### [Work to do]
Your task is to retype each line of the data below exactly.

### [Records for this task]
┄┄┄┄┄┄

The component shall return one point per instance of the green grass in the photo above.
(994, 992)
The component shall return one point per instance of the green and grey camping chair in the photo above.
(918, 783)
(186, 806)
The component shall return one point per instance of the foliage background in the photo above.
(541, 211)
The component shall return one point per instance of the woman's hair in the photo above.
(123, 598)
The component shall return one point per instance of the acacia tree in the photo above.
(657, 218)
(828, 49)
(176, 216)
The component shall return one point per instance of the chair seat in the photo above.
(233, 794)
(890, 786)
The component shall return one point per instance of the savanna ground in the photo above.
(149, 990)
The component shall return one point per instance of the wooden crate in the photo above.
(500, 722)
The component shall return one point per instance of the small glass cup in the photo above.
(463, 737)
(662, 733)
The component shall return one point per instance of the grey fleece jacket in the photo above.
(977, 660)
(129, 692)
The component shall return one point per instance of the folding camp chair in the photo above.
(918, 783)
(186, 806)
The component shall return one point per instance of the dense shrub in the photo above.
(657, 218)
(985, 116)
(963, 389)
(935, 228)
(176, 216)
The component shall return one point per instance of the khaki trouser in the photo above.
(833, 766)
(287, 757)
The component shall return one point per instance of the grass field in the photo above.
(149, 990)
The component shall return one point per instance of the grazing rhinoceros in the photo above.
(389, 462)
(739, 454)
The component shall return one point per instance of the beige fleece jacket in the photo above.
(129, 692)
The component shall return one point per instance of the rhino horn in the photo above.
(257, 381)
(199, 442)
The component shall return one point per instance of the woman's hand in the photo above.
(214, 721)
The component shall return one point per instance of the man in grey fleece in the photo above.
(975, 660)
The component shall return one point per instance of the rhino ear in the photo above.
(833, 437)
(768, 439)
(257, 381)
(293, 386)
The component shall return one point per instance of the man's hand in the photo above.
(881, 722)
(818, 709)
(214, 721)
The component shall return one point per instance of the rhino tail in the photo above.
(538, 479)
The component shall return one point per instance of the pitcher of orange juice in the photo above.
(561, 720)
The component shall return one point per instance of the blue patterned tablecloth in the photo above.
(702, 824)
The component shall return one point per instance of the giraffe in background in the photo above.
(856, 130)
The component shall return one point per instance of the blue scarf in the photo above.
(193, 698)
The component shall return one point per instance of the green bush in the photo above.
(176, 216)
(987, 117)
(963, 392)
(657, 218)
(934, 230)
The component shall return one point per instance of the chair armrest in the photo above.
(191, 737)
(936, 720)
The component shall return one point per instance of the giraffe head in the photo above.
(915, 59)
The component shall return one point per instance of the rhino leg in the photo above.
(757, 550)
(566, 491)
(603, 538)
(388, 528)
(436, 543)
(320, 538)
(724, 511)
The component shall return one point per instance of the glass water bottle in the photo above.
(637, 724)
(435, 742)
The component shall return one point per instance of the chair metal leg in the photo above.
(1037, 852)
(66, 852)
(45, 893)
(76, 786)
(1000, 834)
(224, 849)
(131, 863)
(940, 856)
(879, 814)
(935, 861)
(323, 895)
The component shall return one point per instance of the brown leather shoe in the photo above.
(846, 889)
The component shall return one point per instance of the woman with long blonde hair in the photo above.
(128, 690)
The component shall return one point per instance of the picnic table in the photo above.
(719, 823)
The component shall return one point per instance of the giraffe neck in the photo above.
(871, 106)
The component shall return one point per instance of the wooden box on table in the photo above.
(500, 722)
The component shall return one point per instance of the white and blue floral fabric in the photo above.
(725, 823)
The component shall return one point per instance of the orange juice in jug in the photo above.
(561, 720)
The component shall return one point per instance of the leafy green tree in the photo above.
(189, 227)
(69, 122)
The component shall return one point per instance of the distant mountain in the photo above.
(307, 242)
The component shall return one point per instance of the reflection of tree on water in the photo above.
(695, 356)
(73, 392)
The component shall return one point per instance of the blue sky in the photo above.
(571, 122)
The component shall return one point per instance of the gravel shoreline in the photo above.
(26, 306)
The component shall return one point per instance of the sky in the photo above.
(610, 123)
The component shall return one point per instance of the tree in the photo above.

┄┄┄┄┄┄

### [Problem solution]
The component shall return one point per instance of the green grass in the photo above.
(994, 992)
The component shall return one point per instance of the green and grey camping chair in the photo above.
(918, 783)
(186, 806)
The component shall return one point per instance of the foliage background in the photo above.
(541, 211)
The component shall return one point per instance of the woman's hair in the photo above.
(123, 598)
The component shall return one point per instance of the acacia tree in the photo above.
(657, 218)
(828, 49)
(176, 216)
The component shall return one point per instance of the chair seat in the photo above.
(233, 794)
(890, 786)
The component shall return one point per instance of the savanna ground in the photo above.
(149, 990)
The component shall return one point per instance of the wooden crate in the photo above.
(500, 722)
The component shall return one point per instance of the small glass cup in the photo above.
(463, 737)
(662, 733)
The component shall return one point per instance of the grey fleece jacket in the photo above.
(977, 660)
(129, 692)
The component shall return one point per instance of the folding camp chair in the photo above.
(918, 783)
(186, 806)
The component shall return one point per instance of the dense shrub in the photo above.
(657, 218)
(985, 116)
(963, 389)
(935, 228)
(176, 216)
The component shall return one point per instance of the khaki trouser in the photo above.
(833, 766)
(287, 757)
The component shall return one point per instance of the grass field in the photo above.
(149, 990)
The component shall return one point per instance of the grazing rhinoceros in the photo above.
(389, 462)
(739, 454)
The component shall return one point per instance of the beige fleece jacket in the photo above.
(129, 692)
The component shall return one point per instance of the rhino horn in the photo above.
(257, 381)
(199, 442)
The component shall return one point per instance of the woman's hand in the photo above.
(214, 721)
The component shall return one point per instance of the man in grey fleece in the photo above.
(975, 660)
The component shall return one point per instance of the rhino ear in the photo above.
(833, 437)
(768, 439)
(257, 381)
(293, 386)
The component shall return one point per instance of the man's hand in the photo above.
(881, 722)
(818, 709)
(214, 721)
The component shall return one point per instance of the rhino tail in the photo above.
(538, 479)
The component shall return one point per instance of the pitcher of orange juice in the photo above.
(561, 720)
The component shall return one point per instance of the blue patterned tablecloth in the photo above.
(702, 824)
The component shall return one point per instance of the giraffe in background in the photo above.
(856, 130)
The component shall return one point per instance of the blue scarf in the photo above.
(193, 698)
The component shall return one point per instance of the green bush in the photo above.
(176, 216)
(987, 117)
(963, 392)
(657, 218)
(934, 230)
The component shall return one point per instance of the chair armrest in the photo above.
(191, 737)
(936, 720)
The component shall return one point per instance of the giraffe head in the photo above.
(915, 59)
The component shall return one point per instance of the rhino leg in the photo above.
(757, 550)
(566, 491)
(603, 538)
(388, 528)
(436, 543)
(320, 538)
(724, 511)
The component shall return one point per instance of the glass water bottle in the photo above.
(637, 724)
(435, 742)
The component shall return one point per instance of the chair metal leg in the photo above.
(1037, 852)
(66, 852)
(45, 893)
(76, 786)
(1000, 834)
(224, 849)
(131, 863)
(940, 856)
(879, 814)
(935, 861)
(323, 895)
The component shall return one point per instance of the brown leather shoe in the photo above.
(846, 889)
The component shall return one point per instance of the woman with long blonde hair in the photo above.
(128, 690)
The component shall return one point per instance of the picnic table in the photo above.
(719, 823)
The component shall return one point per instance of the giraffe neck in the photo above.
(871, 106)
The component shall return one point per instance of the wooden box on table in the photo above.
(500, 722)
The component shall return one point per instance of the white and blue floral fabric in the photo above.
(725, 823)
The component shall return one point per instance of the orange juice in jug in the photo above.
(561, 720)
The component shall return one point per instance of the leafy green tree in the photo above.
(189, 227)
(69, 122)
The component shall return one point per instance of the distant mountain in the photo above.
(307, 242)
The component shall return one point per instance of the reflection of tree on water in the photo above.
(695, 356)
(73, 392)
The component shall return one point per instance of the blue sky in the photo above.
(571, 122)
The component shall return one point per instance of the gravel shoreline in the photo above.
(26, 306)
The component shall return one point per instance of the sky in the photo above.
(610, 123)
The component shall return one point per instance of the tree in the photo above.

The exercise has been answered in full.